**SUPPLIED DATA:**
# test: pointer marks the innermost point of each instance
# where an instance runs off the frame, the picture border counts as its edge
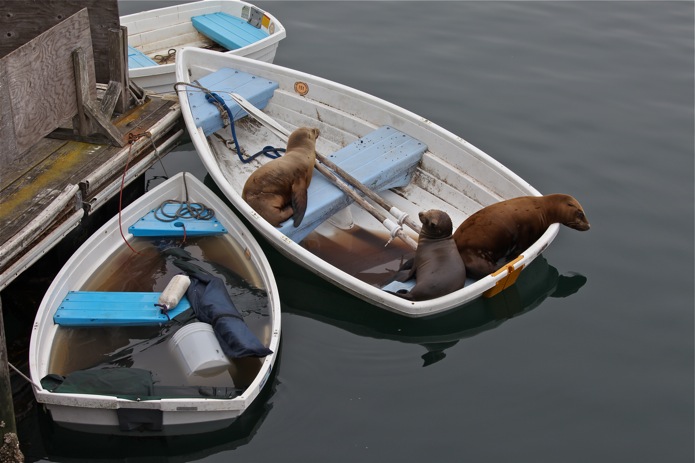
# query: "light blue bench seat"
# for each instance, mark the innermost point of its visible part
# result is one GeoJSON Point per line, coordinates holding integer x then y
{"type": "Point", "coordinates": [137, 59]}
{"type": "Point", "coordinates": [227, 30]}
{"type": "Point", "coordinates": [256, 90]}
{"type": "Point", "coordinates": [383, 159]}
{"type": "Point", "coordinates": [104, 308]}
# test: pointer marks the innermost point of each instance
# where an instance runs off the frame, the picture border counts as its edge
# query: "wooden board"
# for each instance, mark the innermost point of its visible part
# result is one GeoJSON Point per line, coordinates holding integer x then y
{"type": "Point", "coordinates": [37, 88]}
{"type": "Point", "coordinates": [22, 21]}
{"type": "Point", "coordinates": [383, 159]}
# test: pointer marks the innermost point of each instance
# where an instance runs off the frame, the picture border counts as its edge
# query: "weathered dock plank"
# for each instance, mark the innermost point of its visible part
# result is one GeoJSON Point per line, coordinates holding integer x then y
{"type": "Point", "coordinates": [39, 80]}
{"type": "Point", "coordinates": [22, 21]}
{"type": "Point", "coordinates": [51, 197]}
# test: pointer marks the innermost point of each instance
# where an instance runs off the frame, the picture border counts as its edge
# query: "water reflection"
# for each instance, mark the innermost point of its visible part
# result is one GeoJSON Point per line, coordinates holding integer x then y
{"type": "Point", "coordinates": [307, 295]}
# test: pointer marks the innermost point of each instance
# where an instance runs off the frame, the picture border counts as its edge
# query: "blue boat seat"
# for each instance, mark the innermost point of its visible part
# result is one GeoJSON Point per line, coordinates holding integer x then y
{"type": "Point", "coordinates": [256, 90]}
{"type": "Point", "coordinates": [151, 225]}
{"type": "Point", "coordinates": [383, 159]}
{"type": "Point", "coordinates": [227, 30]}
{"type": "Point", "coordinates": [104, 308]}
{"type": "Point", "coordinates": [137, 59]}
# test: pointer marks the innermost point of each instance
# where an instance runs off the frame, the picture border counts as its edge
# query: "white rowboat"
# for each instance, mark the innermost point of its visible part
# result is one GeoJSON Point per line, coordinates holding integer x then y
{"type": "Point", "coordinates": [155, 36]}
{"type": "Point", "coordinates": [181, 402]}
{"type": "Point", "coordinates": [420, 166]}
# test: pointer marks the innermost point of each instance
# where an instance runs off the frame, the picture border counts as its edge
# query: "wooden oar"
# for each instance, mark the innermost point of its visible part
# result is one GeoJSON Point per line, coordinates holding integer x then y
{"type": "Point", "coordinates": [283, 133]}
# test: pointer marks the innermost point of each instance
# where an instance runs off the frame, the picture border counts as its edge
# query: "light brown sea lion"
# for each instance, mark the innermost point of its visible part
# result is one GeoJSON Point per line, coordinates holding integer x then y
{"type": "Point", "coordinates": [278, 189]}
{"type": "Point", "coordinates": [437, 265]}
{"type": "Point", "coordinates": [498, 233]}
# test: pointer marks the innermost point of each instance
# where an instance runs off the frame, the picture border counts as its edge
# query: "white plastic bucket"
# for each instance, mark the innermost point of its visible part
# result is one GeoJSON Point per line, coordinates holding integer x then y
{"type": "Point", "coordinates": [197, 350]}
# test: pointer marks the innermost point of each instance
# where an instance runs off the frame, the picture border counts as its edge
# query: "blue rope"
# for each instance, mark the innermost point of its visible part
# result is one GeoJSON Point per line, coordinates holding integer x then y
{"type": "Point", "coordinates": [268, 151]}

**GOAL:**
Images in the records should not be copied. Repeat all the rest exactly.

**WRITTEN RESPONSE:**
# test: pointer marks the innermost point of each instance
# where an instance runs off the frame, the picture border counts as its edge
# query: "light blue bench seat"
# for each instance, mark the innermost point of its visible part
# result is one GeoJSON Point per line, coordinates holding integer x then y
{"type": "Point", "coordinates": [137, 59]}
{"type": "Point", "coordinates": [227, 30]}
{"type": "Point", "coordinates": [256, 90]}
{"type": "Point", "coordinates": [383, 159]}
{"type": "Point", "coordinates": [104, 308]}
# test: pointer marks the innermost point of each instance
# where an instance runs off the frame, the picture border counts as its edge
# query: "wooden board"
# for each instance, mark the innermost point of its visible part
# result is one GeoJSON Point per line, coordinates holding integer x then y
{"type": "Point", "coordinates": [37, 88]}
{"type": "Point", "coordinates": [22, 21]}
{"type": "Point", "coordinates": [383, 159]}
# test: pointer marks the innermost point of each instance
# where an instance runs off the frame, the picture border counts as its edge
# query: "weathered dock plank"
# for each instance, mark the innermost point of its visible part
# result is one GeoJSON Point per line, coordinates holding integer x then y
{"type": "Point", "coordinates": [39, 80]}
{"type": "Point", "coordinates": [22, 21]}
{"type": "Point", "coordinates": [51, 197]}
# test: pointer marks the innermost point of each instance
# where an instance runs off the frame, the picture border counts as its edge
# query: "water reflection"
# for each instance, mark the innermost point of its visible part
# result is one GeoJSON Point per line, coordinates holding integer x then y
{"type": "Point", "coordinates": [307, 295]}
# test: pointer marks the innermost point of each instance
# where an instance runs off the frame, the picture border counts as its edge
# query: "blue boat seat"
# for each instance, mark the innermost point of its visible part
# result is one GeoJSON Point per line, coordinates holding integer x then y
{"type": "Point", "coordinates": [256, 90]}
{"type": "Point", "coordinates": [151, 225]}
{"type": "Point", "coordinates": [383, 159]}
{"type": "Point", "coordinates": [227, 30]}
{"type": "Point", "coordinates": [104, 308]}
{"type": "Point", "coordinates": [137, 59]}
# test: pointer marks the innermost point of each instance
# where an instance runs off the frame, the picture border counts as its edge
# query: "white rowboat"
# for each instance, mark the innermost point of its visible part
# result is one GeoJSON Point per line, coordinates holding integer x then y
{"type": "Point", "coordinates": [155, 36]}
{"type": "Point", "coordinates": [181, 402]}
{"type": "Point", "coordinates": [420, 166]}
# test: pointer marks the innermost point of each instance
# where an instance runs off the frame, the picture border counts as its edge
# query: "wooden oar"
# for each instance, mark the innermost point of its visible part
# result is one GeoJSON Point per line, coordinates holding integer x then y
{"type": "Point", "coordinates": [283, 133]}
# test: pointer marks the innermost point of each instance
# where an instance runs off the frame, the picture border counts as its edge
# query: "light brown sea lion"
# for each instance, mark the innermost point of its visible part
# result is one GeoJSON Point per line, coordinates holding integer x then y
{"type": "Point", "coordinates": [278, 189]}
{"type": "Point", "coordinates": [437, 265]}
{"type": "Point", "coordinates": [498, 233]}
# test: pointer marks the innermost point of each instance
# where an instance runs off the frame, the picture border counts as its edge
# query: "white plastic bucket"
# for each instance, mark the innermost point of its visible part
# result is one GeoJSON Point per line, coordinates holding integer x then y
{"type": "Point", "coordinates": [197, 350]}
# test: pointer marks the innermost point of each instance
# where an instance runs off the frame, the picture border counts as its edge
# query: "blue rope"
# for each instance, mark the innermost point of its visible part
# result is one GeoJSON Point per line, coordinates holding integer x then y
{"type": "Point", "coordinates": [268, 151]}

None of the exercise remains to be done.